**GIVEN PROBLEM:**
Copy the rows below word for word, from the start of the rows through the line that contains "[[1154, 93]]".

**PROVIDED DATA:**
>>>

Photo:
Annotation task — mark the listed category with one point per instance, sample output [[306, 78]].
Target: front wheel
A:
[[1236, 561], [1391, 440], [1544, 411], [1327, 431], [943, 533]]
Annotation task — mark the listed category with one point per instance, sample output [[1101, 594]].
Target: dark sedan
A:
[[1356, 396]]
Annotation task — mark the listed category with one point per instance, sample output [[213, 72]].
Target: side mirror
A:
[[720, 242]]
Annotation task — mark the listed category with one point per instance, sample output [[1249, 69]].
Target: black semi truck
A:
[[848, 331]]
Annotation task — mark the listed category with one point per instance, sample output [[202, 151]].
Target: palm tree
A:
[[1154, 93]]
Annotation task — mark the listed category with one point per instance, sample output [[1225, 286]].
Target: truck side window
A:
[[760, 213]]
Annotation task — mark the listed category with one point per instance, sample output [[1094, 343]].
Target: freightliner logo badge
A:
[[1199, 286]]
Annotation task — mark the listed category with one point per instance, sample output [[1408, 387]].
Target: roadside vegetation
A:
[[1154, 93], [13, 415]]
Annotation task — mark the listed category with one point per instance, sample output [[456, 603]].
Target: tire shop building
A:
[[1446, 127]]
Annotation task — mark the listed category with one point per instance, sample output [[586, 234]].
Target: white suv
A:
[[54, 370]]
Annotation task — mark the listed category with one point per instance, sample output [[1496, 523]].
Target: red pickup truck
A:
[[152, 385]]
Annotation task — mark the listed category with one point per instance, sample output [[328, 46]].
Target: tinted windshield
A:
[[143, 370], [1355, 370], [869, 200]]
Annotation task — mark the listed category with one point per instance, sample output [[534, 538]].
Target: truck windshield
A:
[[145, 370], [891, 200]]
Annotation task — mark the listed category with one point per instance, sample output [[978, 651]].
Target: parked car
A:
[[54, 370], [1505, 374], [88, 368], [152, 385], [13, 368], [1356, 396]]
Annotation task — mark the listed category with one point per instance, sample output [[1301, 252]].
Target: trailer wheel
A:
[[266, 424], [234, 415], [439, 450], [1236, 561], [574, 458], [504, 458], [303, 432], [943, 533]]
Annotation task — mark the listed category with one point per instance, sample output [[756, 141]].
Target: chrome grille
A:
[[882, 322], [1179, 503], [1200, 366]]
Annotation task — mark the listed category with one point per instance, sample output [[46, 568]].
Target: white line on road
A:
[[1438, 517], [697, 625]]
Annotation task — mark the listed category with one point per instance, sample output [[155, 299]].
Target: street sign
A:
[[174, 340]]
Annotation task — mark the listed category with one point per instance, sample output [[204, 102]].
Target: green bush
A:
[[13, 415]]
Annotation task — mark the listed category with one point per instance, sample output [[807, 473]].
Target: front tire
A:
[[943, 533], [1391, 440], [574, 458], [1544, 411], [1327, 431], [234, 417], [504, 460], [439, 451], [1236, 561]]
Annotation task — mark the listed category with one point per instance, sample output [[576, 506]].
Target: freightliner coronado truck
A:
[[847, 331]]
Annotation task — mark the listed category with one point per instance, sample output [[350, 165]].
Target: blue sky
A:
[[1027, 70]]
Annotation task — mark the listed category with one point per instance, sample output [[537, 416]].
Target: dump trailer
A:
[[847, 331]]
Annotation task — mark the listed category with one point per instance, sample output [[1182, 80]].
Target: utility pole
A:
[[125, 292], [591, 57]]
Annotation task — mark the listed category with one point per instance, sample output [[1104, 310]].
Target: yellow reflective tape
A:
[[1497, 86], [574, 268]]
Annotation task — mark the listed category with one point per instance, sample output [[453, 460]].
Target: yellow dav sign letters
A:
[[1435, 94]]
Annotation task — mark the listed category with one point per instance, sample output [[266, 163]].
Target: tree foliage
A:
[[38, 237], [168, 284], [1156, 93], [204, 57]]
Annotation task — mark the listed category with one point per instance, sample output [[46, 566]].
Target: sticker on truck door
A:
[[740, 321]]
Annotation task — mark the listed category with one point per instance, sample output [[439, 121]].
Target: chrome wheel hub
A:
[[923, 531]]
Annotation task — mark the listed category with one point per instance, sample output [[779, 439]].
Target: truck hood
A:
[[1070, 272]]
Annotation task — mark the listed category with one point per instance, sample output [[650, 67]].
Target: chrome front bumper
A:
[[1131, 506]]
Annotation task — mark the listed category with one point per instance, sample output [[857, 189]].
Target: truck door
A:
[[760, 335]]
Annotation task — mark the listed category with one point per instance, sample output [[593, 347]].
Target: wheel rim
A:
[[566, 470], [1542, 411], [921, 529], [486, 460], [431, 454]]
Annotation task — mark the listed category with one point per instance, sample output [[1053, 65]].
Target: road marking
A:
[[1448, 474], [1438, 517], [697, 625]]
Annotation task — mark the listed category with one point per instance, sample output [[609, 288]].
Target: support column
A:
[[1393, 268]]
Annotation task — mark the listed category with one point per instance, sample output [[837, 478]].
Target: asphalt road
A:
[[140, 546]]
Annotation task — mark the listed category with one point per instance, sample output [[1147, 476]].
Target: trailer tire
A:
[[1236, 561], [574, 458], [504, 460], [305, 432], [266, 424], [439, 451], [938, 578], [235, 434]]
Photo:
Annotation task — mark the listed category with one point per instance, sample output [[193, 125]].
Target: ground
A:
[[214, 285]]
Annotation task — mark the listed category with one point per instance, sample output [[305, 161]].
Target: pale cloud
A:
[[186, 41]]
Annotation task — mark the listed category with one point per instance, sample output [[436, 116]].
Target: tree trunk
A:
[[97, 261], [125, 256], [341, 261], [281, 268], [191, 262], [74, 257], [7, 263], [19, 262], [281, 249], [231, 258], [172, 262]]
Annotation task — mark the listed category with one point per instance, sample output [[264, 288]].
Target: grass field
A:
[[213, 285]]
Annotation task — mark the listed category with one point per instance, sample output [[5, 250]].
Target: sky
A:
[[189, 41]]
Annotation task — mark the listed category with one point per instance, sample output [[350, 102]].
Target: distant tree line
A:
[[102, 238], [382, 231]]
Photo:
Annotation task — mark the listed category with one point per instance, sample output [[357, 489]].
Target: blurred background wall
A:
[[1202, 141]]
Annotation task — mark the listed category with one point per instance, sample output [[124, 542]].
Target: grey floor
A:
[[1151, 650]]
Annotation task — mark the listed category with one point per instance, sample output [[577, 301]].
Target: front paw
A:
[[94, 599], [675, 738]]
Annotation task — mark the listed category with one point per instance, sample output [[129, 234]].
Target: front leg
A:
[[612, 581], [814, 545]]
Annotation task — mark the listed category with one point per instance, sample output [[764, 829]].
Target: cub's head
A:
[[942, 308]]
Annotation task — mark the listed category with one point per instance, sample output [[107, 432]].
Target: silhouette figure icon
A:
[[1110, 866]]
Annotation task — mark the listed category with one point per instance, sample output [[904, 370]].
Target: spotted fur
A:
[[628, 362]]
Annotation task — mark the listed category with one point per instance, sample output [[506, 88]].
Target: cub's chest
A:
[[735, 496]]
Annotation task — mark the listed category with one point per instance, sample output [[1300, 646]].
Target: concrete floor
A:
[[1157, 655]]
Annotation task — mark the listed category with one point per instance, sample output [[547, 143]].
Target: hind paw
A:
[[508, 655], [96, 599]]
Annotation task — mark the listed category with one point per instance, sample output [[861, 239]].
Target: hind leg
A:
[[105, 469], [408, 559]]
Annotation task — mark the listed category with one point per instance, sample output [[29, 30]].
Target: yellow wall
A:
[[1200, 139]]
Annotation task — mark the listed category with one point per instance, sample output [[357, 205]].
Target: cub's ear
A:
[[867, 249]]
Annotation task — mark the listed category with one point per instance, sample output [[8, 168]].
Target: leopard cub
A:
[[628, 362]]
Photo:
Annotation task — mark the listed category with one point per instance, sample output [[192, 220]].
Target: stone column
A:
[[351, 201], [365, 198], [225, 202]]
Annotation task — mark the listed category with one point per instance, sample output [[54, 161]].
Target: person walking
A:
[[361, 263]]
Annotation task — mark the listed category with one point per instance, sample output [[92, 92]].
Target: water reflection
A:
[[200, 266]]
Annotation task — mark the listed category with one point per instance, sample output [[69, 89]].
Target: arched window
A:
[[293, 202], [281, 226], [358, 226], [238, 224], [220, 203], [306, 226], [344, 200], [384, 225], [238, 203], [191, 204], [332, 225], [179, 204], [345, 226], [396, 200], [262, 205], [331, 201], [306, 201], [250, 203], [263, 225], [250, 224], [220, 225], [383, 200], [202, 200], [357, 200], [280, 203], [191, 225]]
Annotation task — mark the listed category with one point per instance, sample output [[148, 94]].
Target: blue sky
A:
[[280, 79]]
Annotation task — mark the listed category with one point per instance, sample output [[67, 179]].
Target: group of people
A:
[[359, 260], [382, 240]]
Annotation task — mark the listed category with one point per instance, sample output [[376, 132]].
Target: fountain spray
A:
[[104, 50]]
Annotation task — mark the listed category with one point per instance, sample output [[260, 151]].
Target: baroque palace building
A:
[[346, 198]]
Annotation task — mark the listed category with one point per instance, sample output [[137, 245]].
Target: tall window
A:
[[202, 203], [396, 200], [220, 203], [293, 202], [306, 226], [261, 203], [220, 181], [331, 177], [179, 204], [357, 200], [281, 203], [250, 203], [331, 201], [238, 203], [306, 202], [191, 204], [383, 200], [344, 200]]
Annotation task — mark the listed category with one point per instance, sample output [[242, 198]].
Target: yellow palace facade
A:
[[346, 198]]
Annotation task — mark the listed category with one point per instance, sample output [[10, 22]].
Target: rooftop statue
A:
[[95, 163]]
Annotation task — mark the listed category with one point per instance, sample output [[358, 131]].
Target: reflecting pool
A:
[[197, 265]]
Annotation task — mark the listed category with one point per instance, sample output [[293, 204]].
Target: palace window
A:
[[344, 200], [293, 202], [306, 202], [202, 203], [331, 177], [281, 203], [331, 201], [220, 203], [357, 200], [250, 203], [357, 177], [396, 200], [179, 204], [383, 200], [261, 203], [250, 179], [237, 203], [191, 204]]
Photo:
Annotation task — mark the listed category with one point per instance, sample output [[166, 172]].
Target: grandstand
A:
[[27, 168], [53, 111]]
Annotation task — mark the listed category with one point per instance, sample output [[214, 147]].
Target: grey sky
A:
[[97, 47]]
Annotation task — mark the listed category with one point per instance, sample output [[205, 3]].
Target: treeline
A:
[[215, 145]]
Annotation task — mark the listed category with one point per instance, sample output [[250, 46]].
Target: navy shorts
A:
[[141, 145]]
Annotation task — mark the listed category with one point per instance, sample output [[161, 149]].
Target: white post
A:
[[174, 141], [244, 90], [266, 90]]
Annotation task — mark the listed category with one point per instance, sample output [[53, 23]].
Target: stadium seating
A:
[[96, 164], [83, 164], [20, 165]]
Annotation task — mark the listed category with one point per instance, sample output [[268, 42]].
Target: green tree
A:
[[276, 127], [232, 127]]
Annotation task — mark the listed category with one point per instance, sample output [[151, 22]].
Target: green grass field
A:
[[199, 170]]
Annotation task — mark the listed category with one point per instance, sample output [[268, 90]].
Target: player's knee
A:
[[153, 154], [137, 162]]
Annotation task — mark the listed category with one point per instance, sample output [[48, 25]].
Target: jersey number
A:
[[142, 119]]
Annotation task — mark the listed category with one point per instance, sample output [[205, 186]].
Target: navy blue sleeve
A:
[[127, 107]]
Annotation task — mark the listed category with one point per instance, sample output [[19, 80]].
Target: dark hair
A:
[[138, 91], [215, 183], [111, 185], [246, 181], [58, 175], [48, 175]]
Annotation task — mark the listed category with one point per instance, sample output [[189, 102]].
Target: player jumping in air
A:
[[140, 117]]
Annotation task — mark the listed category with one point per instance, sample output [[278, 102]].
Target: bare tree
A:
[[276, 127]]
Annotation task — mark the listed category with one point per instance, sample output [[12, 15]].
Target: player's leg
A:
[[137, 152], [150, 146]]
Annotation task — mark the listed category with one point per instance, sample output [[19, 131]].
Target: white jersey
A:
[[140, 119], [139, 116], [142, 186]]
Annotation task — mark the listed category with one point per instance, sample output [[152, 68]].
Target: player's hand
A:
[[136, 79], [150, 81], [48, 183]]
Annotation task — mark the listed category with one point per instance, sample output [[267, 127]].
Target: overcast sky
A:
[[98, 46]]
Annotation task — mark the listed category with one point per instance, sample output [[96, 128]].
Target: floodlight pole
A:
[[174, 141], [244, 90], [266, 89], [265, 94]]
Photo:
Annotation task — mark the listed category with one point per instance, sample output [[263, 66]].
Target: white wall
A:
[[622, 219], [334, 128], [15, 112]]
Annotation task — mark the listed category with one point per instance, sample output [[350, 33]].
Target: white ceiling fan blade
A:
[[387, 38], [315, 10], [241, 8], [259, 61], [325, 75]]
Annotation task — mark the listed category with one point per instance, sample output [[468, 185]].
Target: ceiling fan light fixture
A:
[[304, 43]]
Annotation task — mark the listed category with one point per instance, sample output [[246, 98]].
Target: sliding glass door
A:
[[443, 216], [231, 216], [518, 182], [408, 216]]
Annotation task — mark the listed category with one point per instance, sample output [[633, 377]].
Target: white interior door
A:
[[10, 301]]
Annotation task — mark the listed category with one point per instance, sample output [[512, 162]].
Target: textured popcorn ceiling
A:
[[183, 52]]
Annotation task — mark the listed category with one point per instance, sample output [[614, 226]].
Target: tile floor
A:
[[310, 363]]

<<<

**SOLUTION:**
Photo:
Annotation task — mark the listed category with one point per instance, sample output [[306, 78]].
Target: front wheel
A:
[[1236, 561], [1391, 440], [1544, 411], [1327, 431], [943, 533]]
Annotation task — mark the listed category with one point per instance, sample output [[1101, 594]].
Target: dark sedan
A:
[[1356, 396]]
Annotation task — mark the listed category with one point per instance, sample output [[213, 72]].
Target: side mirror
A:
[[720, 242]]
Annotation task — mark the listed category with one point per instance, sample output [[1249, 69]].
Target: black semi truck
A:
[[848, 331]]
Annotation task — mark the listed category with one point per instance, sample output [[202, 151]].
Target: palm tree
A:
[[1154, 93]]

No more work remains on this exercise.